▸ Required task: Rewrite the listing below so that every "pin" becomes "marker", and keep all other text unchanged.

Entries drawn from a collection
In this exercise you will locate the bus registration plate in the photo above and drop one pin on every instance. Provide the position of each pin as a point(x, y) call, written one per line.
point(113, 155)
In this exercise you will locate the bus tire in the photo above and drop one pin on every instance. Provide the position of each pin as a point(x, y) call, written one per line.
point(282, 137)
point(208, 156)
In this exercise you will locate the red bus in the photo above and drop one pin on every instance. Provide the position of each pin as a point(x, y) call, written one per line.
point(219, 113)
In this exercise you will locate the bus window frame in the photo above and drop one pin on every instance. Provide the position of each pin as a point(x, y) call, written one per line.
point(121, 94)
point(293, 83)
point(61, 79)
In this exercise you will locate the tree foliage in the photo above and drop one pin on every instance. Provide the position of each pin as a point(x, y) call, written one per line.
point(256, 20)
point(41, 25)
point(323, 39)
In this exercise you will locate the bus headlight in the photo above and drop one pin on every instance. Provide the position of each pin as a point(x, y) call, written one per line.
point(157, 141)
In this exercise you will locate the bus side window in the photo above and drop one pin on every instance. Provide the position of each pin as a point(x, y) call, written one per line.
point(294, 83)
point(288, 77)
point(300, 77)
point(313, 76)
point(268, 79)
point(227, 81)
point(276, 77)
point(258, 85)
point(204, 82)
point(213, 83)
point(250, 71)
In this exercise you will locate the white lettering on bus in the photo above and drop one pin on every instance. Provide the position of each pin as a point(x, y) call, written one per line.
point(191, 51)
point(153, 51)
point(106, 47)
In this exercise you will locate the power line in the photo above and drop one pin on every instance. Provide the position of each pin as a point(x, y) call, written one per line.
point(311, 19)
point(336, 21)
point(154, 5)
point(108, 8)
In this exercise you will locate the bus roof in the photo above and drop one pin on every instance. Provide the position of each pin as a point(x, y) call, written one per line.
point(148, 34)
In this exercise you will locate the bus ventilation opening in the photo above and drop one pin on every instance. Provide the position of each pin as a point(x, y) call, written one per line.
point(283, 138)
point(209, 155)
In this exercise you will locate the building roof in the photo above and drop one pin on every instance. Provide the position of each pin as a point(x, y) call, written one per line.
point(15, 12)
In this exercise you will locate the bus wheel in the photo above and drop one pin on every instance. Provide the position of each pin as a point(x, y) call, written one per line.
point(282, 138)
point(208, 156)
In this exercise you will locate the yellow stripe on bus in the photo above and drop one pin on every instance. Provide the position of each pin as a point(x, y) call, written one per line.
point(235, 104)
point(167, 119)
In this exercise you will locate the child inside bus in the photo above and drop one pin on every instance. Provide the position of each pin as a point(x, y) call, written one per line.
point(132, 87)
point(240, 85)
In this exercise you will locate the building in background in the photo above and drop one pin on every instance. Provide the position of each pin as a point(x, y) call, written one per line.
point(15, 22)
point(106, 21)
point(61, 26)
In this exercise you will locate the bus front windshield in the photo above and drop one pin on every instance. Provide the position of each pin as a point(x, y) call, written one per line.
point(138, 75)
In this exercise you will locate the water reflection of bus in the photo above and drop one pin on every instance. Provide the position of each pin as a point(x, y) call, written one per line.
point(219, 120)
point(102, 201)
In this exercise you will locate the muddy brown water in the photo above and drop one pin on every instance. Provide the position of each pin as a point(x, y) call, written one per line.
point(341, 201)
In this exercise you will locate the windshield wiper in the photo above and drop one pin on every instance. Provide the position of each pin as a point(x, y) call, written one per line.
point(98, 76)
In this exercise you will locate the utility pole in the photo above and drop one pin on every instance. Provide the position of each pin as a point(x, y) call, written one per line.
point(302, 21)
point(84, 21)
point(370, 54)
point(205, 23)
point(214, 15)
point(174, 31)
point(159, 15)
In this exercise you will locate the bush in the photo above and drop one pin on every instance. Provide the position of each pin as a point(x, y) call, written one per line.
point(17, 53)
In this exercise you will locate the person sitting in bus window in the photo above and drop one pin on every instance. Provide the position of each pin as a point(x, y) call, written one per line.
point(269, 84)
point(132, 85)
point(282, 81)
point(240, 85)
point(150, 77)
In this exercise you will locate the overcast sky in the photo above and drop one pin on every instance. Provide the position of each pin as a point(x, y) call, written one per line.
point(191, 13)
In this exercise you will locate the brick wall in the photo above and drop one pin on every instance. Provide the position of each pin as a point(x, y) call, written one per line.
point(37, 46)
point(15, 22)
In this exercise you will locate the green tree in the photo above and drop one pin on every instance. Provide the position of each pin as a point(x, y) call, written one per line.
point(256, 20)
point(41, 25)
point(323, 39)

▸ Solution:
In this exercise you will locate the bus registration plate in the photo above and drop one marker on every instance. Provide the position of each marker as a point(x, y) call, written one per line.
point(113, 155)
In this exercise you will locate the bus tire in the photo above and drop one marker on every instance. Provide the position of each marker as a point(x, y) call, written one per line.
point(282, 137)
point(208, 156)
In this exercise you will locate the red bus in the photo above and drop one marker on every instance. Provide the position of each marker as a point(x, y) call, written one per line.
point(219, 113)
In this exercise you will locate the bus window frame in the photo above and drop one marker on every instance. Provide the position of each marker as a point(x, y) call, written one per line.
point(121, 94)
point(293, 83)
point(61, 79)
In this exercise you will locate the tree foliage in the photo above and drop one marker on every instance. Provide the position of each marker as a point(x, y) call, written one per line.
point(256, 20)
point(41, 25)
point(323, 39)
In this exercise you will locate the bus headlight in the photo above and drop one marker on every instance. Provide the position of each marker as a point(x, y) call, written one per line.
point(157, 141)
In this exercise you will locate the bus side window in the photo above and drop one marker on every instance. Provide the position of each marker as a point(x, y) call, written one per line.
point(294, 83)
point(288, 77)
point(300, 77)
point(313, 76)
point(268, 79)
point(227, 81)
point(276, 77)
point(258, 85)
point(204, 82)
point(213, 83)
point(250, 71)
In this exercise you will locate the white lettering on bus in the photo above and drop one marker on every instance. Provide the position of each marker as a point(x, y) call, written one per line.
point(191, 51)
point(153, 51)
point(106, 47)
In this exercise you will locate the power line in the photo above and drop one marker on every instance. Provide the position of each marker as a point(x, y) call, written one per line.
point(311, 19)
point(336, 21)
point(154, 5)
point(108, 8)
In this exercise you will locate the bus roof in the photo above and drop one marker on every instance. Provide the position of each marker as a point(x, y) call, written one per line.
point(148, 34)
In this exercise you will locate the bus ventilation opening in the photo above and drop one marker on every instance. Provide the position of each marker as a point(x, y) call, written one per line.
point(283, 138)
point(209, 155)
In this exercise you will locate the building roof in the photo above and drop one marker on every instance. Provide the position of each marker as a point(x, y) call, written one per line.
point(15, 12)
In this exercise you will locate the bus wheel in the photo above and drop one marker on every instance. Provide the position of each marker as a point(x, y) call, written one per line.
point(282, 138)
point(208, 156)
In this exercise you will locate the yellow stripe on bus in the photo above and drop one marker on every instance. Provide the position of each marker as a point(x, y) call, written one per line.
point(235, 104)
point(167, 119)
In this exercise you will locate the child inside bus in the photo above and drop one marker on every instance. Provide the position of each marker as a point(x, y) call, written one per line.
point(132, 87)
point(240, 85)
In this exercise you will locate the building in background in the photo above and drop one marker on every instance. Provide the position of each marker as a point(x, y) call, written one per line.
point(15, 22)
point(106, 21)
point(61, 26)
In this exercise you will locate the bus front windshield in the photo above and drop one marker on every instance. Provide the position of each marker as a point(x, y) call, written one per line.
point(138, 75)
In this exercise you will locate the water reflection of bus in the photo above and drop one marker on every instance. Provide the position of each marker as a point(x, y) call, written one per line.
point(219, 120)
point(102, 201)
In this exercise you will locate the muddy brown water in the photo above and drop one marker on every instance. Provide the position of each marker as a point(x, y) call, written one per line.
point(341, 201)
In this exercise you will locate the windshield wiper in the photo above and drop one marker on every instance. Provide the position of each marker as a point(x, y) call, written one per line.
point(98, 76)
In this exercise you will locate the utility pole in the photo above and drop one marker on every instance. Provide the position of each marker as a point(x, y) call, written one per line.
point(302, 21)
point(84, 21)
point(370, 54)
point(205, 23)
point(214, 15)
point(174, 31)
point(159, 15)
In this exercise you will locate the bush in the photo above and drop one marker on every instance. Provide the position of each marker as a point(x, y) call, written one per line.
point(17, 53)
In this exercise you will locate the person sitting in bus window in the photo above and drop one marker on every instance. Provide the position of each marker as a point(x, y) call, written one per line.
point(269, 84)
point(132, 85)
point(282, 81)
point(240, 85)
point(150, 77)
In this exercise you will locate the overcast sky in the photo above and drop one marker on every instance. Provide the position of each marker as a point(x, y) call, written one per line.
point(191, 13)
In this exercise you will locate the brick wall in the photo above and drop one marker on every instance. Provide the position of each marker as a point(x, y) call, written one per line.
point(37, 46)
point(15, 22)
In this exercise you will locate the green tree in the photo above and drop one marker on every instance. Provide the position of each marker as a point(x, y) call, written one per line.
point(256, 20)
point(41, 25)
point(323, 39)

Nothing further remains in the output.